(Referring expression pointing data)
<<<<

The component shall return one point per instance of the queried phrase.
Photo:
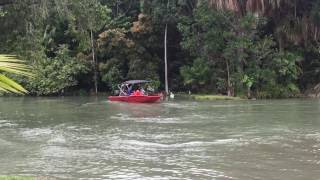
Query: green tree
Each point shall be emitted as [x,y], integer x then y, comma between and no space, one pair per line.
[12,65]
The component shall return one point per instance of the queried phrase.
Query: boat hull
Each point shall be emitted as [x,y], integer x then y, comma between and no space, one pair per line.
[135,99]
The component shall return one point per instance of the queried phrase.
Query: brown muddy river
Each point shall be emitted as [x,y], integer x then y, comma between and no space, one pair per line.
[91,138]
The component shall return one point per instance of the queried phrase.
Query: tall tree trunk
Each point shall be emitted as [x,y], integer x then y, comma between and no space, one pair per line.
[94,63]
[228,79]
[165,59]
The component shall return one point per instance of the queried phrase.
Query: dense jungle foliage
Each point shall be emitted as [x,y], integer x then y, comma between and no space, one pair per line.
[254,48]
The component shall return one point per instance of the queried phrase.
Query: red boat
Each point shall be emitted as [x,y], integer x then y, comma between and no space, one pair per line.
[139,96]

>>>>

Print out each record exactly as shown, but keep the pictures out.

The component shall return one point per instance of the queried phrase.
Photo:
Query: green tree
Each point shall be emitted as [x,y], integer x then y, comma between and no space, one pair per line.
[12,65]
The component shall return one point per instance of the queried phrase.
Query: boat hull
Each point shall be emitted as [x,y], integer x then y, comma between and no space, one pair per line.
[135,99]
The component shall return one point per instance of the queried phrase.
Query: brown muddy river
Each point shall be emitted as [x,y], integer x then y, comma between and no space, one pair per line.
[91,138]
The component shall return one point per instance of the queried phrase.
Query: tall tree trunk
Each point shall be emitted as [x,y], integer x then y, comma between and no space, one pair per line.
[94,63]
[228,79]
[165,59]
The component shall return one point per instance of the queried phrase.
Query: dense jungle foliage
Each point shall be emitted as [x,y], integer x then y, comma between and no space, one pair per line.
[254,48]
The component shall return one point per instance of the queried phrase.
Query: red boat
Each point shall be emitted as [x,y], integer x then y, comma between and no space, one pair per line.
[139,96]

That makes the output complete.